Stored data
— Begin —
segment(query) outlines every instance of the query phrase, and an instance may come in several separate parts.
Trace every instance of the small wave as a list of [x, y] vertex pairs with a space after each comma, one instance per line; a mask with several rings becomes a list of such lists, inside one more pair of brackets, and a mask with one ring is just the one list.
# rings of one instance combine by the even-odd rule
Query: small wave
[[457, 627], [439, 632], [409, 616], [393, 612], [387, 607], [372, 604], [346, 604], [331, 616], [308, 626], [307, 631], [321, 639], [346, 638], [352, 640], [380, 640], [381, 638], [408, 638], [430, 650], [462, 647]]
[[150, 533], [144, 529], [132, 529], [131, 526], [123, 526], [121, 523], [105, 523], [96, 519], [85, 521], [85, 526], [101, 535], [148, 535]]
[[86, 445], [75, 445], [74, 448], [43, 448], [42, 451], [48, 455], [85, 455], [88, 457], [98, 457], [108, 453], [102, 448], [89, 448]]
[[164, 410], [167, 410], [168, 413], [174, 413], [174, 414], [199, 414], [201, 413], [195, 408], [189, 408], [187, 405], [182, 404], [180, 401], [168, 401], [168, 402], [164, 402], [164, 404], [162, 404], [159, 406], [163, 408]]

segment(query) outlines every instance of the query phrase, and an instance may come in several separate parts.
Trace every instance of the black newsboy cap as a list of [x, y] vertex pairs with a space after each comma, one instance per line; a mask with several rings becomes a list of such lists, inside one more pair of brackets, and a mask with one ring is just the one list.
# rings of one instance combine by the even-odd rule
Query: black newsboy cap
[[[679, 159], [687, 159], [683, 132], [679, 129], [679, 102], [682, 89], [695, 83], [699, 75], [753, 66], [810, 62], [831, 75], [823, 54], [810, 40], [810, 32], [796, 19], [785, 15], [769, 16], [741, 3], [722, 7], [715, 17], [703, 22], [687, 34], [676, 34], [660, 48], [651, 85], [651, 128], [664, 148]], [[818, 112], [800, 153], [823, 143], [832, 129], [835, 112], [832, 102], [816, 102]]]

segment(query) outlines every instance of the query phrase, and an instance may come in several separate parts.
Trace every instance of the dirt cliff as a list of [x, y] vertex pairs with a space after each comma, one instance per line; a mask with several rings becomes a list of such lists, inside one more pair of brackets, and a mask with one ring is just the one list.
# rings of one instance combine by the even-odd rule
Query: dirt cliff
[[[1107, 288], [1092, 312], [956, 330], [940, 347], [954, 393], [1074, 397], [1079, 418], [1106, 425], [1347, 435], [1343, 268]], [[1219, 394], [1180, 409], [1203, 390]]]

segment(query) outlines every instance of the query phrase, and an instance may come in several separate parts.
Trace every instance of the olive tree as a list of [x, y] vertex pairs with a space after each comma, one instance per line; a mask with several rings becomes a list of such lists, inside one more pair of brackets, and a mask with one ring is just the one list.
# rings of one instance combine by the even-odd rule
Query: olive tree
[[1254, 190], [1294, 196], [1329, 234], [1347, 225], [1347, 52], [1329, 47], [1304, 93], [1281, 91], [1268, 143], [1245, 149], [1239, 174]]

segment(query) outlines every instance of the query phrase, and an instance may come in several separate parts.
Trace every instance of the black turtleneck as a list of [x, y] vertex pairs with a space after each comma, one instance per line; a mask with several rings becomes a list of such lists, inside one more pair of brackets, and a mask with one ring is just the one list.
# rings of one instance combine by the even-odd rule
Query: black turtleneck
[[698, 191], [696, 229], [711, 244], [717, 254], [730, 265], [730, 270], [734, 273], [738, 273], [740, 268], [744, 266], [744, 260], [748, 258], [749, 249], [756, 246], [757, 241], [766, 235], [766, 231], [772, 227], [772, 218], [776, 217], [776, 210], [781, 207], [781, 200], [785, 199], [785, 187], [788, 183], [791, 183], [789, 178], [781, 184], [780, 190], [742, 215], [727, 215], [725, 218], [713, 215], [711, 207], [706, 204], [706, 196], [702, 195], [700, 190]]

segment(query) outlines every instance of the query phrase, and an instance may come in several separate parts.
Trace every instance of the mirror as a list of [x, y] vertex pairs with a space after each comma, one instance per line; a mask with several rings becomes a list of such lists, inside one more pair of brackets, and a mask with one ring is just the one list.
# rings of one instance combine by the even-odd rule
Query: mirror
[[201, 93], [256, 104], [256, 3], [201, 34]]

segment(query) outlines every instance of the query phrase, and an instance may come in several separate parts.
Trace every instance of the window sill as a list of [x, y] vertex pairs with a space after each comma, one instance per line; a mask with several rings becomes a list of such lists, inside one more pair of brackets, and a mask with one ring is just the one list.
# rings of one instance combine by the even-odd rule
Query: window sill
— End —
● Exercise: Render all of the rows above as a numbered list with one line per item, skipping the blank lines.

● Exercise output:
1. segment(query) outlines every instance of the query phrase, and an instance may come in several separate parts.
2. Trace every instance of the small wave as a list of [x, y] vertex pairs with a space after each comma, one instance per line; a mask with several rings becomes a list of such lists, inside one more pair of brackets, and a mask with one ring is just the one list.
3. # rings of one instance combine by the even-odd rule
4. Query: small wave
5. [[457, 627], [439, 632], [409, 616], [393, 612], [387, 607], [372, 604], [346, 604], [331, 616], [308, 626], [307, 631], [321, 639], [346, 638], [352, 640], [380, 640], [381, 638], [408, 638], [430, 650], [462, 647]]
6. [[150, 533], [144, 529], [132, 529], [131, 526], [123, 526], [121, 523], [105, 523], [96, 519], [85, 521], [85, 526], [101, 535], [148, 535]]
7. [[86, 445], [75, 445], [74, 448], [43, 448], [42, 451], [48, 455], [85, 455], [88, 457], [98, 457], [108, 453], [102, 448], [89, 448]]
8. [[164, 410], [167, 410], [168, 413], [174, 413], [174, 414], [199, 414], [201, 413], [195, 408], [189, 408], [187, 405], [182, 404], [180, 401], [168, 401], [168, 402], [164, 402], [164, 404], [162, 404], [159, 406], [163, 408]]
9. segment(query) outlines every instance of the query phrase, and an instance may come in several separate parts.
10. Trace every instance of the black newsboy cap as a list of [x, y] vertex pairs with a space after each comma, one instance per line; a mask with several rings becomes a list of such lists, inside one more pair of brackets, and a mask with one ring is just the one list.
11. # rings of one instance combine by the even-odd rule
12. Query: black newsboy cap
13. [[[679, 159], [687, 159], [683, 132], [679, 129], [679, 102], [682, 89], [695, 83], [699, 75], [753, 66], [810, 62], [831, 75], [823, 54], [810, 40], [810, 32], [796, 19], [785, 15], [769, 16], [741, 3], [722, 7], [715, 17], [703, 22], [687, 34], [676, 34], [660, 48], [651, 85], [651, 128], [664, 148]], [[818, 112], [800, 153], [823, 143], [832, 129], [835, 112], [832, 102], [816, 102]]]
14. segment(query) outlines every instance of the query phrase, and an instance may come in several separate parts.
15. Trace every instance of the dirt cliff as a list of [x, y] vertex pairs with a space after each comma, one instance per line; a mask with several rings becomes a list of such lists, inside one more pair of brackets, and a mask with one ring is just the one list.
16. # rings of one instance combine by the even-odd rule
17. Query: dirt cliff
18. [[[1107, 288], [1092, 312], [956, 330], [940, 347], [954, 393], [1074, 397], [1079, 418], [1106, 425], [1347, 435], [1343, 268]], [[1219, 394], [1180, 409], [1203, 390]]]
19. segment(query) outlines every instance of the query phrase, and an instance may come in several separate parts.
20. Trace every instance of the olive tree as a list of [x, y] vertex pairs with a space after each comma, one instance per line; a mask with several rings becomes a list of such lists, inside one more pair of brackets, and a mask with one ring is just the one list.
21. # rings of one instance combine by the even-odd rule
22. Query: olive tree
23. [[1254, 190], [1294, 196], [1329, 234], [1347, 225], [1347, 52], [1329, 47], [1304, 93], [1281, 91], [1268, 143], [1245, 149], [1239, 174]]
24. segment(query) outlines every instance of the query phrase, and an instance may come in several separate parts.
25. Trace every instance of the black turtleneck as a list of [x, y] vertex pairs with a space after each comma, one instance per line; a mask with several rings becomes a list of such lists, inside one more pair of brackets, and a mask with one ring is just the one list.
26. # rings of one instance combine by the even-odd rule
27. Query: black turtleneck
28. [[698, 191], [696, 229], [711, 244], [717, 254], [730, 265], [730, 270], [734, 273], [738, 273], [740, 268], [744, 266], [744, 260], [748, 258], [749, 249], [756, 246], [757, 241], [766, 235], [766, 231], [772, 227], [772, 218], [776, 217], [776, 210], [781, 207], [781, 200], [785, 199], [785, 187], [788, 183], [791, 183], [789, 178], [781, 184], [780, 190], [742, 215], [727, 215], [725, 218], [713, 215], [711, 207], [706, 204], [706, 196], [702, 195], [700, 190]]
29. segment(query) outlines every instance of the query phrase, and an instance may come in several separate parts.
30. Trace every instance of the mirror as a list of [x, y] vertex pairs with a space after each comma, one instance per line; a mask with several rings becomes a list of such lists, inside one more pair of brackets, and a mask with one ring is just the one list.
31. # rings of one instance combine by the even-odd rule
32. Query: mirror
33. [[201, 93], [256, 104], [256, 3], [201, 34]]
34. segment(query) outlines every instance of the query phrase, and an instance may come in several separate parts.
35. Trace every instance of the window sill as a list of [x, y] vertex pairs with a space after each comma, one instance per line; a mask with several rings becomes a list of such lists, inside one more pair of brackets, and a mask with one ring is just the one list.
36. # rings of one instance combine by the even-odd rule
37. Query: window sill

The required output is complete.